## Aufgabenstellung
Geben Sie aus den nachstehenden Daten alle Zeilen ab der Zeile mit „Where is the distant“ bis zum Ende der Daten unverändert wieder, wobei beide Enden eingeschlossen sind.

## Datensatz
☆ ☆ ☆ ☆
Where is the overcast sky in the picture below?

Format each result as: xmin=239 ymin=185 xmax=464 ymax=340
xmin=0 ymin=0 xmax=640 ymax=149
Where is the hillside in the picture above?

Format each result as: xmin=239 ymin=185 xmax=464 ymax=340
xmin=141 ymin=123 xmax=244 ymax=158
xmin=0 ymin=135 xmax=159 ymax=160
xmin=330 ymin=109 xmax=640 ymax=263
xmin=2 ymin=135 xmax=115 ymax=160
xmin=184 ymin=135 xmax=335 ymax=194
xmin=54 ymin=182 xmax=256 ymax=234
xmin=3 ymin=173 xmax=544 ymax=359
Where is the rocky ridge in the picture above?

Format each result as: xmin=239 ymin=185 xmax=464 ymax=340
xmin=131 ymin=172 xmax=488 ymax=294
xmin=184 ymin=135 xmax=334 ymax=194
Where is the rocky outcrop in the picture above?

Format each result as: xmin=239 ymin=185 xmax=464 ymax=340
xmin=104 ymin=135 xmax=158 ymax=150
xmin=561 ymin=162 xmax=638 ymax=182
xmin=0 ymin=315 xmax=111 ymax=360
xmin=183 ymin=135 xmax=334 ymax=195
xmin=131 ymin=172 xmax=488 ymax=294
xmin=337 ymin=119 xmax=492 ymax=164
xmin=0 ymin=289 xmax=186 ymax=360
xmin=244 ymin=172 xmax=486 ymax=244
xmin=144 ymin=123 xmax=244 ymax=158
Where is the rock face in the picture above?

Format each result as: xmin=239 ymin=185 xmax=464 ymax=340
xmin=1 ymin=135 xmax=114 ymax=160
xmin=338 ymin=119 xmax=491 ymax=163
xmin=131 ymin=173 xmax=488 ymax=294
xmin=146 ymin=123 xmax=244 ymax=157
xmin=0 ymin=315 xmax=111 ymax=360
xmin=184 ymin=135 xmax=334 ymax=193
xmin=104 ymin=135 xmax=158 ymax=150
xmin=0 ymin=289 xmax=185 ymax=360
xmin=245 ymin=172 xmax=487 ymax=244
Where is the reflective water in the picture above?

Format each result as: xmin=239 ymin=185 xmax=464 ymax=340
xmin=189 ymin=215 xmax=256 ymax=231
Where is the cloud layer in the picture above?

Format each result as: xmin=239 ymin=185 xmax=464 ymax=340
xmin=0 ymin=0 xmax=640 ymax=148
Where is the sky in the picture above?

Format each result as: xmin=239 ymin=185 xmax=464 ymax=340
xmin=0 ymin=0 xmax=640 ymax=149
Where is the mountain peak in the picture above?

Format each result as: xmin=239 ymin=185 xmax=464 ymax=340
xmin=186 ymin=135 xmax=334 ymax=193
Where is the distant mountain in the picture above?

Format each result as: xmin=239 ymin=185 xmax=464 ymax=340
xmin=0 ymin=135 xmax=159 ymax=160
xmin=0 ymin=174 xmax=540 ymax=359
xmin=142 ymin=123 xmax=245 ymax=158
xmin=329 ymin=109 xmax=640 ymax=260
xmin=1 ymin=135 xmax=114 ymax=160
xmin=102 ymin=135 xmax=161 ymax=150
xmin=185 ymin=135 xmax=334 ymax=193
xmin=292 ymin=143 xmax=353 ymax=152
☆ ☆ ☆ ☆
## Antwort
Where is the distant mountain in the picture above?

Format each result as: xmin=239 ymin=185 xmax=464 ymax=340
xmin=0 ymin=135 xmax=159 ymax=160
xmin=0 ymin=174 xmax=540 ymax=359
xmin=142 ymin=123 xmax=245 ymax=158
xmin=329 ymin=109 xmax=640 ymax=260
xmin=1 ymin=135 xmax=114 ymax=160
xmin=102 ymin=135 xmax=161 ymax=150
xmin=185 ymin=135 xmax=334 ymax=193
xmin=292 ymin=143 xmax=353 ymax=152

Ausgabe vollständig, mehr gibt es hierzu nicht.